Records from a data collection

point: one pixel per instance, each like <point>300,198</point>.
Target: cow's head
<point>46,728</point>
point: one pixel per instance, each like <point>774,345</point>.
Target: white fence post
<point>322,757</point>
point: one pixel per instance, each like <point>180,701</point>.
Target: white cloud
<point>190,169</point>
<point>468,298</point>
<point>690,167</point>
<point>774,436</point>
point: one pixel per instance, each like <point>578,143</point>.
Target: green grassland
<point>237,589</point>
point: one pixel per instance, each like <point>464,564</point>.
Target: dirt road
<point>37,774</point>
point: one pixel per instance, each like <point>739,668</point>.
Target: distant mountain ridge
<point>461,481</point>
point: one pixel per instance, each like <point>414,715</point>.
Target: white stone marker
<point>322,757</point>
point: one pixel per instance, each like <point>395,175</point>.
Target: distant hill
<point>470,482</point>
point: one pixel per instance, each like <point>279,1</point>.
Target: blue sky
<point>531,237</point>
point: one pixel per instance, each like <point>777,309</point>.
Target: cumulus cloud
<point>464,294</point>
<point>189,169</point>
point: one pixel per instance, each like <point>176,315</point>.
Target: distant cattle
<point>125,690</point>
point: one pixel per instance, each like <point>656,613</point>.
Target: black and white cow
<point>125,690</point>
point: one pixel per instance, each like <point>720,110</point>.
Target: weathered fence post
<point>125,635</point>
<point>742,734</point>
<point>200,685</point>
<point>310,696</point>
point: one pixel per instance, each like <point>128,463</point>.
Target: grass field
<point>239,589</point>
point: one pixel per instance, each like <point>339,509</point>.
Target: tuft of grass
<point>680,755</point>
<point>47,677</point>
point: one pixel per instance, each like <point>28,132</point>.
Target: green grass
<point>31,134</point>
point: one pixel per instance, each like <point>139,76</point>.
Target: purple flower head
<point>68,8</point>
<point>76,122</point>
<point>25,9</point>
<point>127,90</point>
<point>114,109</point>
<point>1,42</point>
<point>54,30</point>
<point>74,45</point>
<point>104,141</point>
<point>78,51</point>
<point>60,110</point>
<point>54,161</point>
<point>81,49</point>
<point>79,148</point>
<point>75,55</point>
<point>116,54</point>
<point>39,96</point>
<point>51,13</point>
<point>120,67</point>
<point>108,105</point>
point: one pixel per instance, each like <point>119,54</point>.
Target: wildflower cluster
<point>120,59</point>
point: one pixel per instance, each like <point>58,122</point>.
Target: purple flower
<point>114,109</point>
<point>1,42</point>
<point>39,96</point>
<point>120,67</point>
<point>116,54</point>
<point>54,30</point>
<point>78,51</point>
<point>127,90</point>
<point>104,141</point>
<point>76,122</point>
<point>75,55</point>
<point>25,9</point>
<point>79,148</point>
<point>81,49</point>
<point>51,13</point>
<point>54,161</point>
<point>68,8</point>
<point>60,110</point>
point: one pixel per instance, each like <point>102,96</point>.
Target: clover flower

*GIVEN REQUEST:*
Put every line of the entries above into a JSON list of strings, one string per line, and leave out blank lines.

*TASK RESULT:*
[
  "point: one pixel per instance, each like <point>300,198</point>.",
  "Target: cow's head",
  "<point>46,728</point>",
  "point: one pixel per instance, each like <point>774,345</point>.",
  "Target: white fence post",
  "<point>322,757</point>",
  "point: one pixel per instance, each like <point>180,701</point>.",
  "Target: white cloud",
  "<point>190,169</point>",
  "<point>468,298</point>",
  "<point>690,167</point>",
  "<point>774,436</point>",
  "point: one pixel per instance, each like <point>578,143</point>.",
  "Target: green grassland",
  "<point>237,589</point>",
  "point: one pixel per instance, each like <point>464,564</point>.",
  "Target: dirt road",
  "<point>37,774</point>",
  "point: one pixel per instance, each like <point>739,668</point>.",
  "Target: distant mountain ridge",
  "<point>461,481</point>",
  "point: one pixel per instance, each like <point>414,715</point>.",
  "Target: white stone marker",
  "<point>322,757</point>",
  "point: one pixel per instance, each like <point>395,175</point>.",
  "Target: distant hill",
  "<point>470,482</point>",
  "point: one pixel per instance, each like <point>279,1</point>.",
  "Target: blue sky",
  "<point>531,237</point>",
  "point: one pixel per instance, each like <point>777,309</point>.",
  "Target: cumulus cloud",
  "<point>464,294</point>",
  "<point>189,169</point>",
  "point: one pixel per instance, each like <point>176,315</point>.",
  "Target: distant cattle",
  "<point>125,690</point>",
  "point: one pixel per instance, each like <point>656,613</point>.",
  "Target: black and white cow",
  "<point>125,690</point>",
  "point: one pixel per instance, each like <point>720,110</point>.",
  "Target: weathered fence post",
  "<point>125,635</point>",
  "<point>742,734</point>",
  "<point>200,685</point>",
  "<point>310,696</point>",
  "point: one pixel per instance, each like <point>128,463</point>.",
  "Target: grass field",
  "<point>239,589</point>",
  "point: one pixel per instance, each like <point>339,509</point>.",
  "Target: tuft of grass",
  "<point>680,755</point>",
  "<point>47,677</point>",
  "point: one pixel per instance, each like <point>28,132</point>.",
  "Target: green grass",
  "<point>31,134</point>",
  "point: one pixel per instance, each like <point>139,76</point>.",
  "Target: purple flower head",
  "<point>68,8</point>",
  "<point>76,122</point>",
  "<point>25,9</point>",
  "<point>127,90</point>",
  "<point>114,109</point>",
  "<point>1,42</point>",
  "<point>54,30</point>",
  "<point>74,45</point>",
  "<point>104,141</point>",
  "<point>78,51</point>",
  "<point>60,110</point>",
  "<point>54,161</point>",
  "<point>81,49</point>",
  "<point>79,148</point>",
  "<point>75,55</point>",
  "<point>116,54</point>",
  "<point>39,96</point>",
  "<point>51,13</point>",
  "<point>120,67</point>",
  "<point>108,105</point>",
  "point: one pixel per instance, each like <point>119,54</point>.",
  "Target: wildflower cluster",
  "<point>120,59</point>",
  "point: one pixel per instance, each like <point>58,122</point>.",
  "Target: purple flower",
  "<point>114,109</point>",
  "<point>1,42</point>",
  "<point>39,96</point>",
  "<point>120,67</point>",
  "<point>116,54</point>",
  "<point>54,30</point>",
  "<point>78,51</point>",
  "<point>127,90</point>",
  "<point>104,141</point>",
  "<point>76,122</point>",
  "<point>75,55</point>",
  "<point>25,9</point>",
  "<point>79,148</point>",
  "<point>81,49</point>",
  "<point>51,13</point>",
  "<point>54,161</point>",
  "<point>68,8</point>",
  "<point>60,110</point>",
  "point: one pixel per instance, each like <point>102,96</point>.",
  "Target: clover flower"
]